> Dokumen sumber:

+ + + +

A.
Pengertian
korupsi
Korupsi merupakan
derivasi suap atau money politics. Money politics merupakan distribusi uang
kepada pihak tertentu yang ditujukan untuk mempengaruhi obyektivitas sikap dan keputusan
suatu pihak.
Menurut kamus hukum
Belanda-Indonesia, korupsi berasal dari kata corrupt yang berarti seleweng (illicit activities).Sementara
berdasarkan Webster’s New American Dictionary, korupsi berasal dari kata corruption,
artinya kecurangan atau penyimpangan. Kata sifat corrupt sendiri berarti
buruk,rusak,atau menyuap.
Berbeda halnya dengan
perspektif lain versi Hanna E. Kassis, dalam bukunya bertajuk The Concordance
of the Quran (1983), ia secara spekulatif menafsirkan beberapa term dalam
al-Quran sebagai kategori korupsi, yakni kata bur, dakhal, dassa, afsada, fasada, khaba’ith, khubuta dan lainya.

+ + + +

> Cuplikan data:

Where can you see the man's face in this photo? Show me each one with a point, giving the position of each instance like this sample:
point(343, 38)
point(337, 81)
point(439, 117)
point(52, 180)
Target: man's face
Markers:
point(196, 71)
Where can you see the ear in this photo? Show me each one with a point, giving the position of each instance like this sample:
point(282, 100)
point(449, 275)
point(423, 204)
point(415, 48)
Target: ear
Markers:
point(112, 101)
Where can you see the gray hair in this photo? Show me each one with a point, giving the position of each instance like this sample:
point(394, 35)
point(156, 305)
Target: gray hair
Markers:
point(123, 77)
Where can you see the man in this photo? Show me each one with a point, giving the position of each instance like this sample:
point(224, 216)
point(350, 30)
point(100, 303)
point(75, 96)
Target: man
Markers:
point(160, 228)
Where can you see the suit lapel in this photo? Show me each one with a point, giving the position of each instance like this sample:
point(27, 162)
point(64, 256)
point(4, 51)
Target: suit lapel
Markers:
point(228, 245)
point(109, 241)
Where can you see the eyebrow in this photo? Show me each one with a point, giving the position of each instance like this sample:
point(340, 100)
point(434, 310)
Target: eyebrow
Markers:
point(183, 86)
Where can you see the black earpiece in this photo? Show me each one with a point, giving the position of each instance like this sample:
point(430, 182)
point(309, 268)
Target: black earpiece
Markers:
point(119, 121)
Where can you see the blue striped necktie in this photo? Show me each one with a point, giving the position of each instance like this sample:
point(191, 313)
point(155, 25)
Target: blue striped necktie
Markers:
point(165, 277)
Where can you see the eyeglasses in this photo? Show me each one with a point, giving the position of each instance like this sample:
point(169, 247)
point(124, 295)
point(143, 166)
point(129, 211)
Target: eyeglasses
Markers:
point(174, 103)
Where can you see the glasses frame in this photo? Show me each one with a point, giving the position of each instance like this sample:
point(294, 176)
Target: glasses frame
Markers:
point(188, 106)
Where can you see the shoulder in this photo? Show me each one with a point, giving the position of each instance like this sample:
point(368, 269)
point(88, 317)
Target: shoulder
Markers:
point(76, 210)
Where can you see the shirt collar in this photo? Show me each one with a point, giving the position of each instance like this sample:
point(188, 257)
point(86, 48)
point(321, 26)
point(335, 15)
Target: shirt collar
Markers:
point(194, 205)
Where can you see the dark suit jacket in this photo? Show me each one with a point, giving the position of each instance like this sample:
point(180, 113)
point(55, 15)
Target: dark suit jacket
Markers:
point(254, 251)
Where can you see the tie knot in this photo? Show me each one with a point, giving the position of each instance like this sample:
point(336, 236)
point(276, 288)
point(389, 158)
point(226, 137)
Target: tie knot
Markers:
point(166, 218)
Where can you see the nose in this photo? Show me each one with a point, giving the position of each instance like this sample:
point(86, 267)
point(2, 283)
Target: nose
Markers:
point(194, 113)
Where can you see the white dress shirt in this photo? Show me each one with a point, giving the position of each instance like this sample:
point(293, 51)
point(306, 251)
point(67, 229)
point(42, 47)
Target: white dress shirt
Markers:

+ + + +

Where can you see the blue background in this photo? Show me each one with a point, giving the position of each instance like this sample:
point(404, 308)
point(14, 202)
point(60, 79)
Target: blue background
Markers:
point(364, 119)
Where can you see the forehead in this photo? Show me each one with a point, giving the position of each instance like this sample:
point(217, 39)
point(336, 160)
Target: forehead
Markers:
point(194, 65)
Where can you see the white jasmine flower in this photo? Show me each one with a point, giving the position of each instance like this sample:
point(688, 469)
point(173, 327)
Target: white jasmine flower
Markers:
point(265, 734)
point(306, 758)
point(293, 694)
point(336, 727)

+ + + +

> Perintah 1: Salin dari teks tentang pengertian korupsi bagian yang dimulai dari "Berbeda halnya dengan" sampai dengan "khubuta dan lainya.".
> Perintah 2:
Jawab pertanyaan berikut berdasarkan teks tentang pengertian korupsi.
(a) Menurut kamus hukum Belanda-Indonesia, apa arti kata corrupt?
(b) Apa judul buku karya Hanna E. Kassis yang disebut dalam teks?
(c) Untuk apa distribusi uang dalam money politics ditujukan?

> Jawaban yang diharapkan 1:
Berbeda halnya dengan
perspektif lain versi Hanna E. Kassis, dalam bukunya bertajuk The Concordance
of the Quran (1983), ia secara spekulatif menafsirkan beberapa term dalam
al-Quran sebagai kategori korupsi, yakni kata bur, dakhal, dassa, afsada, fasada, khaba’ith, khubuta dan lainya.

> Jawaban yang diharapkan 2:
(a) Seleweng (illicit activities).
(b) The Concordance of the Quran (1983).
(c) Untuk mempengaruhi obyektivitas sikap dan keputusan suatu pihak.